Texte fourni:
□ □ □ □ □
Nina Yargekov dévoile aujourd’hui l’origine de cette dualité dans un ambitieux nouveau roman, Double nationalité, qui risque bien de l’imposer enfin comme un écrivain qui compte. “La charge autobiographique est bien sûr forte dans ce livre. C’est lors d’un voyage en train en Transylvanie que, voyant mes deux passeports, français et hongrois, posés devant moi, je me suis dit qu’il me faudrait écrire un livre qui questionne plus qu’il n’apporte de réponses.”
“Je voulais écrire sur comment on se débrouille de certaines situations quand on a une double culture : est-il possible d’être une seule personne quand on a deux histoires, deux langues ? Et puis, derrière ça, il y avait l’idée qu’il y a plein de choses que les Français d’origine ne soupçonnent pas chez le Français d’origine étrangère. C’est quelque chose qui me pousse à ressentir une grande familiarité avec d’autres enfants d’émigrés. Comme si on se reconnaissait.”
Rkvaa, la narratrice, se retrouve un matin dans un aéroport parisien, seule, outrageusement maquillée, avec un diadème sur la tête, deux passeports dans son sac, et amnésique. La seule chose dont elle se souvienne, c’est qu’elle aime Enrico Macias. Ce sera le point de départ d’une enquête rocambolesque sur elle-même, où toutes les hypothèses, comme autant de versions d’elle-même, vont être évoquées, examinées, voire vécues.
“C’est un livre sur l’identité”
“L’amnésie, ça veut dire qu’elle s’est coupée de son histoire personnelle. L’idée généralement attendue des enfants d’émigrés, c’est qu’ils doivent oublier tout de leurs origines, pour s’intégrer. Et inversement, s’ils veulent retourner dans leur pays d’origine, ils devront tout oublier de leur pays d’adoption. La vraie question pour mon héroïne, c’est : qui est-elle vraiment ? C’est un livre sur l’identité.”
□ □ □ □ □
Objectif: Pourrais-tu restituer mot pour mot le passage de l'extrait sur le roman Double nationalité qui s'ouvre sur les mots « Rkvaa, la narratrice, se » et se clôt sur « examinées, voire vécues. » ?

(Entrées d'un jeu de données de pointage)
□ □ □ □ □
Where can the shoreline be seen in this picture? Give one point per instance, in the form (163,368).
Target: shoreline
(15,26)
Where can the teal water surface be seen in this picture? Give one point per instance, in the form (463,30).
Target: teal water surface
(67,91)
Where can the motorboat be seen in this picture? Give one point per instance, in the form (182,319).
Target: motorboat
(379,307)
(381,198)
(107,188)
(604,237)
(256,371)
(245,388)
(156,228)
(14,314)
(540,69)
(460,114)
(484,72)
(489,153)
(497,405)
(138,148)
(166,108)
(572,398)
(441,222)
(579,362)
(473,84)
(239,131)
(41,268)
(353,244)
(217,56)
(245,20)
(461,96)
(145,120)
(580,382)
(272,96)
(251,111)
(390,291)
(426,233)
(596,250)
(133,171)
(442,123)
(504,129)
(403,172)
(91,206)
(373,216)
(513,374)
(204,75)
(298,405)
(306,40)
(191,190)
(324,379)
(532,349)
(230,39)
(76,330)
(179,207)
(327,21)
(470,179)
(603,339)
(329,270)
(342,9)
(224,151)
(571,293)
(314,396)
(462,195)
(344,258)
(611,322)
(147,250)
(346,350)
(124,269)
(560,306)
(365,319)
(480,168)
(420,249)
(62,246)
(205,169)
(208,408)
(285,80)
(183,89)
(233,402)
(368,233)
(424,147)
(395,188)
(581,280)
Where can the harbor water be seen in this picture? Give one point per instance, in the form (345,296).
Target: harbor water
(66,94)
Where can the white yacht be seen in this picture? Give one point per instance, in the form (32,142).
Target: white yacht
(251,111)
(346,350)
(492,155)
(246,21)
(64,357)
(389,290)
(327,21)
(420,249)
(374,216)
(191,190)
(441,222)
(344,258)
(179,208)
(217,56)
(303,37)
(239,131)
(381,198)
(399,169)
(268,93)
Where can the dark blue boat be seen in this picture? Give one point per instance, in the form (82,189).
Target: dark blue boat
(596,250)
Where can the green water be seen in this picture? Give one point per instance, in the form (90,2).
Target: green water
□ □ □ □ □
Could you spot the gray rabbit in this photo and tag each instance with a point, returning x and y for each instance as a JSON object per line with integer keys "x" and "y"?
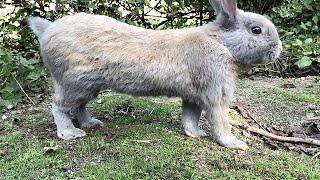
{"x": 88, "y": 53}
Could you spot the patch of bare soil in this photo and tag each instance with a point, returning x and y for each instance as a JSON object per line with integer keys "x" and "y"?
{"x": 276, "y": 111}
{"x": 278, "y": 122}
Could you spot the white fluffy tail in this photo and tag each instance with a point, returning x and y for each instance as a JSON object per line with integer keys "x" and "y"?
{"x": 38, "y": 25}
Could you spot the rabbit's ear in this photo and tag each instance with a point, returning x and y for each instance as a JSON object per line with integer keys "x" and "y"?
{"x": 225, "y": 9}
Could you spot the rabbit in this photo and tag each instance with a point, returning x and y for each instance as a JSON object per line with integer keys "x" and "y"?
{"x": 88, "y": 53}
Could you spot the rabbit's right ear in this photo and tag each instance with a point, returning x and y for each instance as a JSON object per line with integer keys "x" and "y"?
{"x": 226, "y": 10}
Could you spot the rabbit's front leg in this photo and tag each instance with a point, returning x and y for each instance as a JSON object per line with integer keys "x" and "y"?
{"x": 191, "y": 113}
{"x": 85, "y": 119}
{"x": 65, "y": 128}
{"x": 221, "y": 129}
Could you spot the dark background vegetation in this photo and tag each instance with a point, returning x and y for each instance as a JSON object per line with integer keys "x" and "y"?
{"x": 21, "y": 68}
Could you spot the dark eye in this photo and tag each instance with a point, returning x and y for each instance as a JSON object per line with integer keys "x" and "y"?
□ □ □ □ □
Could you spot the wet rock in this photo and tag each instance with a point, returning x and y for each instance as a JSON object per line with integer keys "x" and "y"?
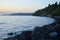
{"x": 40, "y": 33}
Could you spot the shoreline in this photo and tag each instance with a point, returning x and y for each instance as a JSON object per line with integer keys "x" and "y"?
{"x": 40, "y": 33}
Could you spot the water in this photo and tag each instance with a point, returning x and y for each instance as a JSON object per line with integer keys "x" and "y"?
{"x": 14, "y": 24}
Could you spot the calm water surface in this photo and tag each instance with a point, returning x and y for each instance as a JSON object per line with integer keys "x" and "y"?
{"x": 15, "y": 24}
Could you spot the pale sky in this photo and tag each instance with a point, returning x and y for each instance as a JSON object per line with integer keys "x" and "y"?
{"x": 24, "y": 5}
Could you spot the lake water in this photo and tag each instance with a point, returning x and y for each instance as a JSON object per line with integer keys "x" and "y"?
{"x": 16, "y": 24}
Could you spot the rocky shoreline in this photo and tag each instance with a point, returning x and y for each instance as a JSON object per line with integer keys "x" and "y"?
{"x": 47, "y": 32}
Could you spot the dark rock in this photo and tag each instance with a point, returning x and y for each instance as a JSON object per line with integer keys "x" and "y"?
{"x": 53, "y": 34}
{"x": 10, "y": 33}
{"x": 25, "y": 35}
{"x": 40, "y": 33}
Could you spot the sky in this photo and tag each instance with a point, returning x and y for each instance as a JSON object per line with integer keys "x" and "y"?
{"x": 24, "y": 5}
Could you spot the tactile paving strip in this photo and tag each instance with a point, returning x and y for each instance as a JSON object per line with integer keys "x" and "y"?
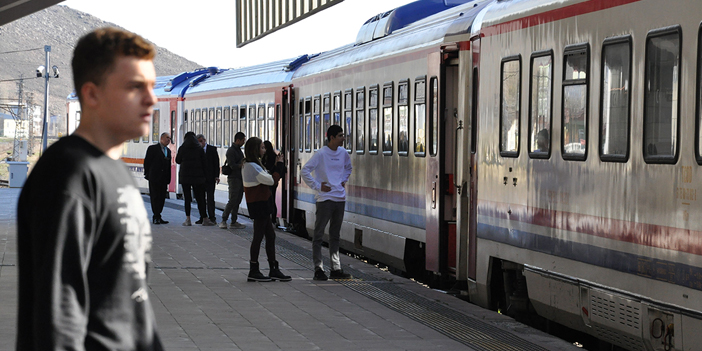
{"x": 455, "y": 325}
□ □ □ □ □
Résultat de l'exercice:
Rkvaa, la narratrice, se retrouve un matin dans un aéroport parisien, seule, outrageusement maquillée, avec un diadème sur la tête, deux passeports dans son sac, et amnésique. La seule chose dont elle se souvienne, c’est qu’elle aime Enrico Macias. Ce sera le point de départ d’une enquête rocambolesque sur elle-même, où toutes les hypothèses, comme autant de versions d’elle-même, vont être évoquées, examinées, voire vécues.